** begin **

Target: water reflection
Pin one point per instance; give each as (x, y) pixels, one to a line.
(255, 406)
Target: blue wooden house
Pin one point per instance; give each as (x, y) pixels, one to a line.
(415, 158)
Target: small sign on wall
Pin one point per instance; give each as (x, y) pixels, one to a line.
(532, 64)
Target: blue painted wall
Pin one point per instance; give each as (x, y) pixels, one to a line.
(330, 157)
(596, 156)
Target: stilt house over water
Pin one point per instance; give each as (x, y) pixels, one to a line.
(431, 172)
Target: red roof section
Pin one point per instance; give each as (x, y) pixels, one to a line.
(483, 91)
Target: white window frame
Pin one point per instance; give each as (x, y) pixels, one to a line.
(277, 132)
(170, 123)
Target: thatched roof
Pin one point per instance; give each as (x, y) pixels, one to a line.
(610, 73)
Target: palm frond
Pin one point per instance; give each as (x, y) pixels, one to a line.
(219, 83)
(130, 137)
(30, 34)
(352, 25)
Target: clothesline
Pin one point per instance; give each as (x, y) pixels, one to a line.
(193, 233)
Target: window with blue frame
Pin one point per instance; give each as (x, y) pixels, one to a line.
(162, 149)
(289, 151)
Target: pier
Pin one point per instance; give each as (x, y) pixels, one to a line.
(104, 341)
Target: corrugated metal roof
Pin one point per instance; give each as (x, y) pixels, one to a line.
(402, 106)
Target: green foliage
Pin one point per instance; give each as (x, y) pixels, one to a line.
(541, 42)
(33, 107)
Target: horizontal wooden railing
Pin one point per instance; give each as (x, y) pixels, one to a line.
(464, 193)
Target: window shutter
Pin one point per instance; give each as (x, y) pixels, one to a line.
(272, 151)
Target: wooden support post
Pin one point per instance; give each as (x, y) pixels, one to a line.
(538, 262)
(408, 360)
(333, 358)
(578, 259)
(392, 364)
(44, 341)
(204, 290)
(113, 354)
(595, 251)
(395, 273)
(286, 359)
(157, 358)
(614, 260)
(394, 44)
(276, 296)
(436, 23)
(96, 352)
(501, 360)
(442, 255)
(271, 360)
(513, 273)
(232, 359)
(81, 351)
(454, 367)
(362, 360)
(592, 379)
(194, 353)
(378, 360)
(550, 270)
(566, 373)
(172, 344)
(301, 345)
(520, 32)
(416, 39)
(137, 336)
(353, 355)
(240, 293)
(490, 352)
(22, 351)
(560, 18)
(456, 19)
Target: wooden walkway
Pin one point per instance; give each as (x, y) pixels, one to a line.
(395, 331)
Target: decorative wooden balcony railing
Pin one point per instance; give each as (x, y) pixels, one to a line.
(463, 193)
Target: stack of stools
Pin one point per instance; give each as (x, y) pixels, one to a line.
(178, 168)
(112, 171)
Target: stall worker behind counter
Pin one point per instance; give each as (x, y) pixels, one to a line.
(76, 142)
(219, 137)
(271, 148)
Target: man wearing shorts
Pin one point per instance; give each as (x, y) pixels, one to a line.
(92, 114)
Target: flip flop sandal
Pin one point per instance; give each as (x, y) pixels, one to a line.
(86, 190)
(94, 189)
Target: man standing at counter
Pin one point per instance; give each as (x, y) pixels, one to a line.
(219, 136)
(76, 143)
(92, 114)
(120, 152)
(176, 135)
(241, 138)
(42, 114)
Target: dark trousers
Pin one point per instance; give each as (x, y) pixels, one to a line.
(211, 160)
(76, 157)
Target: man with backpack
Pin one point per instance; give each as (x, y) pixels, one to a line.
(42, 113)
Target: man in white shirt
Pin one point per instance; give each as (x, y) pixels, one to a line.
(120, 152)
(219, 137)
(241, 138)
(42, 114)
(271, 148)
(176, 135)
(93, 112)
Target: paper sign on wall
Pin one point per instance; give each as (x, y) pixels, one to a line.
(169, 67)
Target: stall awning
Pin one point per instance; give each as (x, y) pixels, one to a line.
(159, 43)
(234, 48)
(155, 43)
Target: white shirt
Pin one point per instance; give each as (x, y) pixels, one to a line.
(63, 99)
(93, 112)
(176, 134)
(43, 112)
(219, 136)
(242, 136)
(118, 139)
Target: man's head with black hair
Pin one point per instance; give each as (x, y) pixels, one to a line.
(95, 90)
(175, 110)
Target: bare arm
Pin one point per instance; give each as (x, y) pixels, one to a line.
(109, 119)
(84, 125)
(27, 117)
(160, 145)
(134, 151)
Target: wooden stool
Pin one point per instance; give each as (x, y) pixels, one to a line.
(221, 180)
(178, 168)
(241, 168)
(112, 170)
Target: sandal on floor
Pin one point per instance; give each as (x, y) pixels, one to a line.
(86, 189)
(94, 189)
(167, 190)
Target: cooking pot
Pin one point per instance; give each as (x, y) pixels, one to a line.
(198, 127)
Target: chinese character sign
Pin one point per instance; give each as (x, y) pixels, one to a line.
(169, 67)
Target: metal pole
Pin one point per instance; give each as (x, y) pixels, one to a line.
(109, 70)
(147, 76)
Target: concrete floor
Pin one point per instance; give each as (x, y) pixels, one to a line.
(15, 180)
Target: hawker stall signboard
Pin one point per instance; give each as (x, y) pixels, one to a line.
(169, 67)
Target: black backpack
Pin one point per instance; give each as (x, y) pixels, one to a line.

** end **

● Problem requirements
Write down every line of the data exactly as it appears above.

● Exercise response
Target: water reflection
Pin one point per instance; give each as (x, y) pixels, one to a line.
(255, 406)
Target: blue wooden house
Pin one point per instance; give each as (x, y) pixels, one to a line.
(415, 158)
Target: small sign on wall
Pin one point per instance; give each as (x, y) pixels, one to a line.
(532, 64)
Target: blue painted wall
Pin one point per instance; give each as (x, y) pixels, one to a line.
(330, 157)
(596, 156)
Target: stilt house over water
Pin one point per instance; give each as (x, y) pixels, one to a line.
(431, 172)
Target: red roof section
Pin one point per instance; give each as (x, y) pixels, one to a line.
(483, 91)
Target: white window frame
Pin one point per instance; give each as (x, y) pixels, one to a line.
(277, 132)
(170, 123)
Target: thatched roof
Pin one point per instance; give each as (x, y) pixels, one to a line.
(610, 73)
Target: palm frond
Pin one point per instance; give each as (x, y) pixels, one to a line.
(219, 83)
(130, 137)
(30, 34)
(352, 25)
Target: clothesline
Pin one point per instance; give each as (x, y) pixels, one to a line.
(193, 233)
Target: window with blue frame
Pin one point per instance; give each as (x, y) pixels, one to a line.
(162, 149)
(289, 151)
Target: pier
Pin one point per instance; give each as (x, y) pixels, one to a line.
(104, 341)
Target: corrugated metal roof
Pin one point per instance; give each as (x, y) pixels, one to a line.
(402, 106)
Target: green foliage
Pin one point per instance; give each as (x, y) pixels, one to a line.
(541, 42)
(33, 107)
Target: horizontal wooden railing
Pin one point per instance; give each as (x, y) pixels, one to a line.
(464, 193)
Target: window shutter
Pin one point per instance; give each as (x, y) pixels, one to a line.
(272, 151)
Target: wooden support post
Pin one point per instance; give each as (x, y) pixels, one to a line.
(538, 262)
(408, 360)
(333, 358)
(578, 259)
(392, 364)
(44, 341)
(204, 290)
(113, 354)
(595, 251)
(395, 273)
(286, 359)
(157, 358)
(614, 260)
(394, 44)
(276, 296)
(436, 23)
(96, 352)
(501, 360)
(442, 255)
(271, 360)
(513, 273)
(232, 359)
(81, 351)
(454, 367)
(362, 360)
(592, 379)
(194, 353)
(378, 360)
(550, 270)
(566, 373)
(172, 344)
(301, 345)
(520, 32)
(416, 39)
(137, 336)
(353, 355)
(240, 293)
(490, 352)
(22, 351)
(560, 18)
(456, 19)
Target: wooden walkway
Pin one point per instance; give each as (x, y) pixels, one to a line.
(395, 331)
Target: decorative wooden balcony railing
Pin one point per instance; give each as (x, y) pixels, one to a line.
(463, 193)
Target: stack of stools
Pin one point per instance; give each as (x, y) pixels, one to a line.
(178, 168)
(112, 171)
Target: stall worker behind counter
Pin one point per instance; give each as (x, y) pixels, one to a line.
(76, 142)
(219, 137)
(271, 148)
Target: man wearing shorts
Pin one point per instance; give each as (x, y) pixels, one to a line.
(92, 114)
Target: flip flop sandal
Pin one point per instance; give each as (x, y) pixels, one to a line.
(86, 190)
(94, 189)
Target: man standing at counter
Pin one point per instance; give each as (x, y) pixels, one to a line.
(219, 136)
(76, 143)
(92, 114)
(120, 152)
(176, 135)
(241, 138)
(42, 114)
Target: dark trousers
Pin one point per instance; give each as (x, y) pixels, one to a line.
(211, 160)
(76, 157)
Target: man with backpack
Pin one point per instance; give each as (x, y) pixels, one to a line.
(42, 113)
Target: man in white shirt
Pin one point per instance; give each as (x, y) pixels, one to a line.
(120, 152)
(219, 137)
(241, 138)
(42, 114)
(271, 148)
(176, 135)
(93, 112)
Target: paper sign on wall
Pin one point per instance; give each as (x, y) pixels, one to a line.
(169, 67)
Target: stall awning
Pin one point per instance; give each as (x, y) pixels, one to a line.
(159, 43)
(234, 48)
(155, 43)
Target: white shirt
Pin one point per instance; give each as (x, y) pixels, one to a line.
(63, 99)
(93, 112)
(176, 134)
(43, 112)
(219, 136)
(242, 136)
(118, 139)
Target: man's head with black hair
Pin one point per instance; give each as (x, y) pixels, one to a line.
(95, 90)
(175, 110)
Target: bare arm
Pin one point per instance; give each as (x, y) pixels, one to a line.
(109, 119)
(84, 125)
(27, 117)
(160, 145)
(134, 151)
Target: wooden stool
Pin one point per instance; give each as (x, y) pixels, one to a line.
(221, 180)
(178, 168)
(241, 168)
(112, 170)
Target: sandal on floor
Pin one point per instance; give each as (x, y) pixels, one to a line.
(86, 189)
(94, 189)
(167, 190)
Target: cooking pot
Pin one point per instance; give each as (x, y) pixels, one to a line.
(198, 127)
Target: chinese character sign
Pin one point per instance; give each as (x, y) pixels, one to a line.
(169, 67)
Target: metal pole
Pin one point per instance; give each as (x, y) pixels, one to a line.
(109, 70)
(147, 76)
Target: concrete floor
Pin one point per instance; give each as (x, y) pixels, one to a line.
(15, 180)
Target: hawker stall signboard
Pin one point per instance; give each as (x, y) pixels, one to a line.
(169, 67)
Target: black backpack
Pin one point per instance; give each as (x, y) pixels, one to a line.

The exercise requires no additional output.